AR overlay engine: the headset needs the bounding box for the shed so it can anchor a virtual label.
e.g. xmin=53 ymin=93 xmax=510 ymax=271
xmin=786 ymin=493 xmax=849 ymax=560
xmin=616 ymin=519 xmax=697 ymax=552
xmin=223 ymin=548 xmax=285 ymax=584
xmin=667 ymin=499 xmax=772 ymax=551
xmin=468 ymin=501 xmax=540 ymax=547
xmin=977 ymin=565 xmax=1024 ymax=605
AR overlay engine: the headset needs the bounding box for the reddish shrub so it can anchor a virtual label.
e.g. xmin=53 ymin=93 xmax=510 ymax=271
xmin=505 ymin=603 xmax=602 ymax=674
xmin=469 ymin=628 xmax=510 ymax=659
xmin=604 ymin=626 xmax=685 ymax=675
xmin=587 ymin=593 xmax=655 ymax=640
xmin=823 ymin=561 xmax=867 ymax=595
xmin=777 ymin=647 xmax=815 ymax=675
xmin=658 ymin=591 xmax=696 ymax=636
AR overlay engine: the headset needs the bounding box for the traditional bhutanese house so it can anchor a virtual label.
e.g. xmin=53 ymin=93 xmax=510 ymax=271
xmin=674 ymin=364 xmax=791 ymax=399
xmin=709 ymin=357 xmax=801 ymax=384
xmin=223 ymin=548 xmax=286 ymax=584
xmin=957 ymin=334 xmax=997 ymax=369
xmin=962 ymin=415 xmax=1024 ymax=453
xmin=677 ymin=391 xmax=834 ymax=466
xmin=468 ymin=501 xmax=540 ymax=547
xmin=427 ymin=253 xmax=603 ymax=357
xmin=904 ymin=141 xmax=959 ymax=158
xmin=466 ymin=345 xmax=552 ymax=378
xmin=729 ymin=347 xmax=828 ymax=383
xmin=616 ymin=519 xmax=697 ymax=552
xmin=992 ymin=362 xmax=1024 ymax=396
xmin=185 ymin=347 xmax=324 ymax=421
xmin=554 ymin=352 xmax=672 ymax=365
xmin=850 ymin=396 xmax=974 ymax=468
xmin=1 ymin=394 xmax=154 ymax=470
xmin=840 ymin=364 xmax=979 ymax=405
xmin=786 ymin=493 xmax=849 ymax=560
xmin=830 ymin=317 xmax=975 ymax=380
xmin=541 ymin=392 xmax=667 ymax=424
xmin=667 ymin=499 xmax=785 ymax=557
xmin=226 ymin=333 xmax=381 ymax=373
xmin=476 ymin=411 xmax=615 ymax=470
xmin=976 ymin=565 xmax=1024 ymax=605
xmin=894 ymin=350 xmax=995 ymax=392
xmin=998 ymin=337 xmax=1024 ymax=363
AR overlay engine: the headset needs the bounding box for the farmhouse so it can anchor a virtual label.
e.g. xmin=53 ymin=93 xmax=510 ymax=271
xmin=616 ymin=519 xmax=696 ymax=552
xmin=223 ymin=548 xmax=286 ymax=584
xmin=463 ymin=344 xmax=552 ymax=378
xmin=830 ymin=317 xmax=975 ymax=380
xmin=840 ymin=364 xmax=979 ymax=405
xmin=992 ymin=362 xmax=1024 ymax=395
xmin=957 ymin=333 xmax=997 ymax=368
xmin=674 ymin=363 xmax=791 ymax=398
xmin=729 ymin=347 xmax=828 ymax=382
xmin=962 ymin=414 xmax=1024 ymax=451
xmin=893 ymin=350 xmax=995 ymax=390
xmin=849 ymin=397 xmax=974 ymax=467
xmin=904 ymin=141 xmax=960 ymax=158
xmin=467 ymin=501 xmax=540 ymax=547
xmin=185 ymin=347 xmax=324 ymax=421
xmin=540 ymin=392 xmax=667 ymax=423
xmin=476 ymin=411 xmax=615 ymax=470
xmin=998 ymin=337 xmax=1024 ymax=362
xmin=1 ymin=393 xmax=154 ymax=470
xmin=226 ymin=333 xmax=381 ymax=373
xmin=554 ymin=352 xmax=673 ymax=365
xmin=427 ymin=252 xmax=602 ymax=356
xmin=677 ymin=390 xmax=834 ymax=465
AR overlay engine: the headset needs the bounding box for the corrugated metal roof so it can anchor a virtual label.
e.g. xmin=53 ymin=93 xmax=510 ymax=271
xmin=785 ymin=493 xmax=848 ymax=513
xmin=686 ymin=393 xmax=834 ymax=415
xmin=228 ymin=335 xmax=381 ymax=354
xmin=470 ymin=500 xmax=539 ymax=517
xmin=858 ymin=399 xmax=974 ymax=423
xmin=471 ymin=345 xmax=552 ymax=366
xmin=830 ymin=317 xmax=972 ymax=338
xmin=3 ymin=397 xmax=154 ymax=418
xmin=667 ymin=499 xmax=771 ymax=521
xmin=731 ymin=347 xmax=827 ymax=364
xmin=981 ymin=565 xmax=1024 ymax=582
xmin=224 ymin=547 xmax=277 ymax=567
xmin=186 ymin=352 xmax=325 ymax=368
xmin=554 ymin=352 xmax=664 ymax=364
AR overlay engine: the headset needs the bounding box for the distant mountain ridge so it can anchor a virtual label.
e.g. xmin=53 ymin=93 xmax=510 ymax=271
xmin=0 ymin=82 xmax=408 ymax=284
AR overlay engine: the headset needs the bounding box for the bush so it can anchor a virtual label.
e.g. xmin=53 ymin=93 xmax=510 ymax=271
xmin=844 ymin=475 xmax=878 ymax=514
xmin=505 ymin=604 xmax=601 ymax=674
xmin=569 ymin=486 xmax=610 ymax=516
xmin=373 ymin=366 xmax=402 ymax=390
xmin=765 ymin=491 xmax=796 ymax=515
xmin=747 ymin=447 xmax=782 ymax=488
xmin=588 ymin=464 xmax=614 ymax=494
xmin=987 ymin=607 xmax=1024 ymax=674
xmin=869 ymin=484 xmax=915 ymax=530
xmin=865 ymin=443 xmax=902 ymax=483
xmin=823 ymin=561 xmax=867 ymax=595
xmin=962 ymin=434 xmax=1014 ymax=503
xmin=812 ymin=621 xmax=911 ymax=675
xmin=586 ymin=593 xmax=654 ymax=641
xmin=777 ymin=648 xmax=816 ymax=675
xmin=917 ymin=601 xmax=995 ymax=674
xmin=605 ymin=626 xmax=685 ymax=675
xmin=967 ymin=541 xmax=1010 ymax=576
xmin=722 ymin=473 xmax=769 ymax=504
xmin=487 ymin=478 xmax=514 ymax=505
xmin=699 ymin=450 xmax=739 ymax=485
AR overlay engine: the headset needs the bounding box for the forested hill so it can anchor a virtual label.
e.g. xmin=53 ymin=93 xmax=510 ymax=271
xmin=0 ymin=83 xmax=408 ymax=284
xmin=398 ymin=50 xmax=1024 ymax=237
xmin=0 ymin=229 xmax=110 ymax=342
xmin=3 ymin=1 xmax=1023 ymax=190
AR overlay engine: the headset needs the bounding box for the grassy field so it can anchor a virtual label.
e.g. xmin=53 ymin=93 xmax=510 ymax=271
______________________________
- _Directions for this task_: Give the lines of the material above again, exactly, from its first line through the line that contains "for the traditional" and no further.

- _Exercise answer_:
AR overlay engine: the headset needs the bounding box for the shed so it can anchor a virtual label.
e.g. xmin=53 ymin=93 xmax=510 ymax=271
xmin=786 ymin=493 xmax=849 ymax=560
xmin=616 ymin=519 xmax=697 ymax=552
xmin=223 ymin=548 xmax=285 ymax=584
xmin=667 ymin=499 xmax=772 ymax=551
xmin=468 ymin=501 xmax=540 ymax=547
xmin=977 ymin=565 xmax=1024 ymax=605
AR overlay engine: the headset needs the bounding box for the reddish shrub so it can anchor a virtual label.
e.g. xmin=53 ymin=93 xmax=510 ymax=271
xmin=505 ymin=603 xmax=602 ymax=674
xmin=469 ymin=628 xmax=510 ymax=659
xmin=604 ymin=626 xmax=685 ymax=675
xmin=587 ymin=593 xmax=655 ymax=640
xmin=823 ymin=561 xmax=867 ymax=595
xmin=777 ymin=647 xmax=815 ymax=675
xmin=658 ymin=591 xmax=696 ymax=636
AR overlay engine: the headset needs the bounding box for the traditional bhutanese house so it can anchor a virtual label.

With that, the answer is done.